Stored dataset items:
################
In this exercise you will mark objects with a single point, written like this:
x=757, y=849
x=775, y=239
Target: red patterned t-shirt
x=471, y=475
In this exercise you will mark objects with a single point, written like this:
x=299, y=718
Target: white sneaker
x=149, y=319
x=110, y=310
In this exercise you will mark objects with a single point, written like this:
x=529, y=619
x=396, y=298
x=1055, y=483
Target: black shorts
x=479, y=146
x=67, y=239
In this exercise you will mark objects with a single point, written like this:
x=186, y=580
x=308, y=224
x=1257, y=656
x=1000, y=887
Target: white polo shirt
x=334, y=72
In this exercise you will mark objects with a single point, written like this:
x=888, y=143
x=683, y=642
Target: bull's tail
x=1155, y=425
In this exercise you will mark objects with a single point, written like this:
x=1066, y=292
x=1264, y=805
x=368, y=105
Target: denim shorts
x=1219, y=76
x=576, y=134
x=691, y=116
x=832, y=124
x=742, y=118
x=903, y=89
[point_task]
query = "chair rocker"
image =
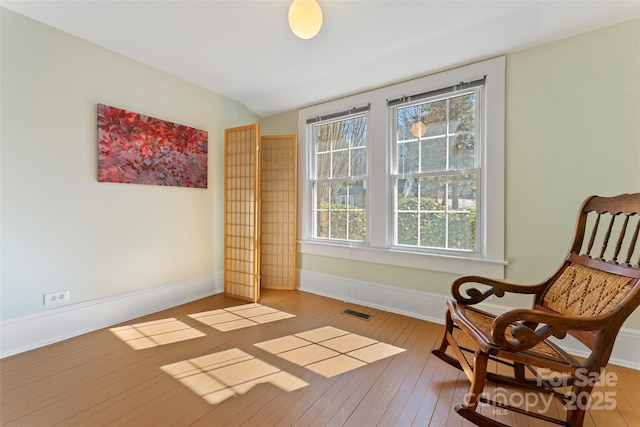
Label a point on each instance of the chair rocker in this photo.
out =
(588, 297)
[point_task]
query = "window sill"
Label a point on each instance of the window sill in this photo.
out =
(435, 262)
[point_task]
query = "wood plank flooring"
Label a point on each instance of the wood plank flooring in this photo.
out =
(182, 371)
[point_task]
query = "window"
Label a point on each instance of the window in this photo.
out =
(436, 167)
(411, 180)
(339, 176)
################
▶ Problem to work on
Every record above should be transcribed exactly; the pictures stay out of the copy.

▶ Answer to this problem
In this exercise you will mark objects with a single point, written like this:
x=757, y=849
x=775, y=239
Target: red patterned t-shirt
x=471, y=475
In this exercise you will mark objects with a single point, written like this:
x=299, y=718
Target: white sneaker
x=149, y=319
x=110, y=310
In this exercise you will mark objects with a single point, written like this:
x=529, y=619
x=396, y=298
x=1055, y=483
Target: black shorts
x=479, y=146
x=67, y=239
In this exercise you will mark objects with a single point, written like this:
x=186, y=580
x=308, y=224
x=1257, y=656
x=1000, y=887
Target: white polo shirt
x=334, y=72
In this exercise you will mark objects with a single point, written like this:
x=888, y=143
x=683, y=642
Target: bull's tail
x=1155, y=425
In this exercise you will mark objects with a single point, written like this:
x=1066, y=292
x=1264, y=805
x=368, y=105
Target: denim shorts
x=1219, y=76
x=576, y=134
x=691, y=116
x=832, y=124
x=742, y=118
x=903, y=89
[point_task]
query = "chair rocker"
image =
Label a point on each instance of the chair rocker in this photo.
out =
(588, 297)
[point_task]
query = "window sill"
Label a point on each instance of the window sill in this photo.
out =
(435, 262)
[point_task]
query = "wood plank flooring"
Label a point on each instance of the wood plank flooring in this photo.
out =
(182, 371)
[point_task]
query = "window"
Label a point on each instance of the window in this photo.
out =
(436, 167)
(411, 180)
(339, 176)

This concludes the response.